↓
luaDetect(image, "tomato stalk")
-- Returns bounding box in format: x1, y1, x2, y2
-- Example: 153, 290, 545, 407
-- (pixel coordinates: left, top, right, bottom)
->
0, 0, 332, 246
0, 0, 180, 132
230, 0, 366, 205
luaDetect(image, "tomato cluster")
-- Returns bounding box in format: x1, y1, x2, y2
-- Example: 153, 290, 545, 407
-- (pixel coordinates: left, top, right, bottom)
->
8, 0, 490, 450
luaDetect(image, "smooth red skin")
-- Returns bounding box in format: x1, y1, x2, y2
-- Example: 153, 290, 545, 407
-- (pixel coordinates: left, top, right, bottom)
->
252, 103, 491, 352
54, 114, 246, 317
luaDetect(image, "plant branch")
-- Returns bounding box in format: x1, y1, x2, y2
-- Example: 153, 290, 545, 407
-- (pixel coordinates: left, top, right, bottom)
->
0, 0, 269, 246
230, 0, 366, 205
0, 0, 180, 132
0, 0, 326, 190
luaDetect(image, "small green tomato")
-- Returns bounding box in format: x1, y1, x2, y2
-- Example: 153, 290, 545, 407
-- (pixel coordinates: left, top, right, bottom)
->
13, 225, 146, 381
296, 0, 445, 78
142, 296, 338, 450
↑
[Short problem]:
Arrange the lines as a Markdown table with the columns Row and Line. Begin with the first line and stop after the line that contains "8, 0, 490, 450", including both, and omit any blank lines.

[Correct answer]:
| Row | Line |
|---|---|
| 1 | luaDetect(image, "tomato stalk") |
| 2 | -- Returns bounding box in format: x1, y1, x2, y2 |
| 3 | -- Example: 153, 290, 545, 407 |
| 4 | -- (pixel coordinates: left, top, right, bottom) |
| 5 | -> |
| 6 | 0, 0, 332, 246 |
| 7 | 0, 0, 180, 132 |
| 8 | 230, 0, 366, 205 |
| 9 | luaDetect(image, "tomato cluster") |
| 10 | -- Returns bounding box in format: x1, y1, x2, y2 |
| 11 | -- Example: 153, 290, 545, 407 |
| 12 | -- (pixel coordinates: left, top, right, bottom) |
| 13 | -> |
| 14 | 8, 0, 490, 450 |